WHAT THIS TASK INVOLVES -> Please update the records from the line with "of the candle" to the line with "Target: candle lantern" by replacing "sample" with "example", and give those lines again with nothing else changed.
-- Begin RECORDS TO PROCESS --
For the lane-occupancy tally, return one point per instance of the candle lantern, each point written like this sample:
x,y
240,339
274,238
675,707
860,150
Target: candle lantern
-- End RECORDS TO PROCESS --
-- Begin RECORDS TO PROCESS --
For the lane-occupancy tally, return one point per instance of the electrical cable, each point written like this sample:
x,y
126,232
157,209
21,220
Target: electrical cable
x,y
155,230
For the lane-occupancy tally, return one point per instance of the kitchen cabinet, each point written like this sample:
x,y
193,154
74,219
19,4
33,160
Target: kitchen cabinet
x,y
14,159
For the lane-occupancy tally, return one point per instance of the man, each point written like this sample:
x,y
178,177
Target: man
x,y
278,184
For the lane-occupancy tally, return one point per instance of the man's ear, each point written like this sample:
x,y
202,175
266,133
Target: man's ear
-- End RECORDS TO PROCESS --
COMPLETED TASK ->
For the lane-occupancy tally, return one point per instance of the candle lantern, each point written like this example:
x,y
240,339
274,238
675,707
860,150
Target: candle lantern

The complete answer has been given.